── Texto do documento ──
O Hospital João Paulo II, apontado por reportagem da TV Record como a pior unidade hospitalar do Brasil, é apenas o símbolo mais evidente de um sistema em colapso. Há anos o hospital opera além da capacidade, sem leitos suficientes, com equipamentos ultrapassados e profissionais exaustos, tentando manter em pé uma estrutura que desaba lentamente.
Porto Velho, a Capital, faz parte das cidades abandonadas no setor de saúde. Até hoje os gestores municipais que passaram, não construíram um hospital de referência.
Enquanto isso, o governo de Rondônia ensaia mais uma solução paliativa: terceirizar a gestão dos hospitais públicos. O que deveria ser debatido com seriedade e transparência virou uma jogada administrativa apressada, sem garantia de que vai melhorar o atendimento. Terceirizar sem resolver as causas da crise — falta de investimento, desvalorização dos trabalhadores, gestão ineficiente — é apenas empurrar o problema.
O Hospital de Urgência e Emergência Regional de Rondônia (Heuro) virou um engodo, após anúncios na Bolsa de Valores de São Paulo (BM&FBovespa) , o contrato da obra foi cancelado. A previsão era de investir mais de 200 milhões na obra. Um fundo financeiro foi criado, mas os dados não são transparentes e não se sabe o que será feito com esse dinheiro.
A responsabilidade pelas mortes evitáveis em Rondônia tem endereço certo: está nas mãos dos que governaram o estado nas últimas décadas. Cada vida perdida por falta de ambulância, leito ou médico deveria pesar como crime de negligência estatal. É um descaso sistemático, normalizado por quem deveria zelar pela vida.
Os trabalhadores da saúde pedem há mais de dois anos a reestruturação do Plano de Cargos, Carreiras e Remuneração. Não são pedidos salariais descolados da realidade — é o mínimo necessário para garantir permanência, motivação e dignidade para quem ainda insiste em servir ao público diante do caos.
───
_Aplicação da leitura_.
- 1) Reescreva o trecho do texto sobre a saúde em Rondônia entre "Porto Velho, a" e "empurrar o problema.", inclusive, trocando "gestores municipais" por "prefeitos".
- 2) Segundo o texto sobre a saúde em Rondônia, há quanto tempo os trabalhadores da saúde pedem a reestruturação do Plano de Cargos, Carreiras e Remuneração?
Não é preciso consultar as linhas.
── Material fornecido ──
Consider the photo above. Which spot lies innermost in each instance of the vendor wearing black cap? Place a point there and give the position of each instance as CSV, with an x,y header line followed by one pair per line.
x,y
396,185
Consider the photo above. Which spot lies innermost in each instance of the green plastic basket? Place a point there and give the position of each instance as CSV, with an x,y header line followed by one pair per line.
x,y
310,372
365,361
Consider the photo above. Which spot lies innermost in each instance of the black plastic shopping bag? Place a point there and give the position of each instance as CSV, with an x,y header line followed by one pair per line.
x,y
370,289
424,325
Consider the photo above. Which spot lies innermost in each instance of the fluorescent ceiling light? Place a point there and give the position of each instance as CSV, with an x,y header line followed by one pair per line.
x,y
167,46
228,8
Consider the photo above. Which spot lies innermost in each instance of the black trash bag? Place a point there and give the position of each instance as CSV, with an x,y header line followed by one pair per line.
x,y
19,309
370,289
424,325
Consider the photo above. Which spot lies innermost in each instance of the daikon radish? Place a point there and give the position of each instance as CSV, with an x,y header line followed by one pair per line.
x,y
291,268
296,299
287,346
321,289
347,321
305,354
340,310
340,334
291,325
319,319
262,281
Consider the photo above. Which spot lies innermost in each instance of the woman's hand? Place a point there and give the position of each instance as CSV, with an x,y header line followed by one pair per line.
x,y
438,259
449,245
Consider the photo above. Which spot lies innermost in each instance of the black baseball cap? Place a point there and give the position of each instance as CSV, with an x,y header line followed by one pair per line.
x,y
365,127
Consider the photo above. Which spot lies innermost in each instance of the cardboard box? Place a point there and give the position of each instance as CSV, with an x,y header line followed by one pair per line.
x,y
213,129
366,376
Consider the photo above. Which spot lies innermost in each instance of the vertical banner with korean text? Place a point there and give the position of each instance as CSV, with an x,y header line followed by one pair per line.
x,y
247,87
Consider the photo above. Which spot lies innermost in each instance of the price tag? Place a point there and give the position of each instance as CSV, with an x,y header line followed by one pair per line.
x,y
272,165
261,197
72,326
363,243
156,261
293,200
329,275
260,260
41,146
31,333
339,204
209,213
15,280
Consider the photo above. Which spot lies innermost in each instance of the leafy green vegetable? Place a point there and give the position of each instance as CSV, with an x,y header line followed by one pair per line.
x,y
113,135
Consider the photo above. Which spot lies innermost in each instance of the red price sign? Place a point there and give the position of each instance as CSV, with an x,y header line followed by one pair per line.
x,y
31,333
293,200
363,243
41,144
───
_Respostas do exercício_.
- 1)
Porto Velho, a Capital, faz parte das cidades abandonadas no setor de saúde. Até hoje os prefeitos que passaram, não construíram um hospital de referência.
Enquanto isso, o governo de Rondônia ensaia mais uma solução paliativa: terceirizar a gestão dos hospitais públicos. O que deveria ser debatido com seriedade e transparência virou uma jogada administrativa apressada, sem garantia de que vai melhorar o atendimento. Terceirizar sem resolver as causas da crise — falta de investimento, desvalorização dos trabalhadores, gestão ineficiente — é apenas empurrar o problema.

- 2) Há mais de dois anos.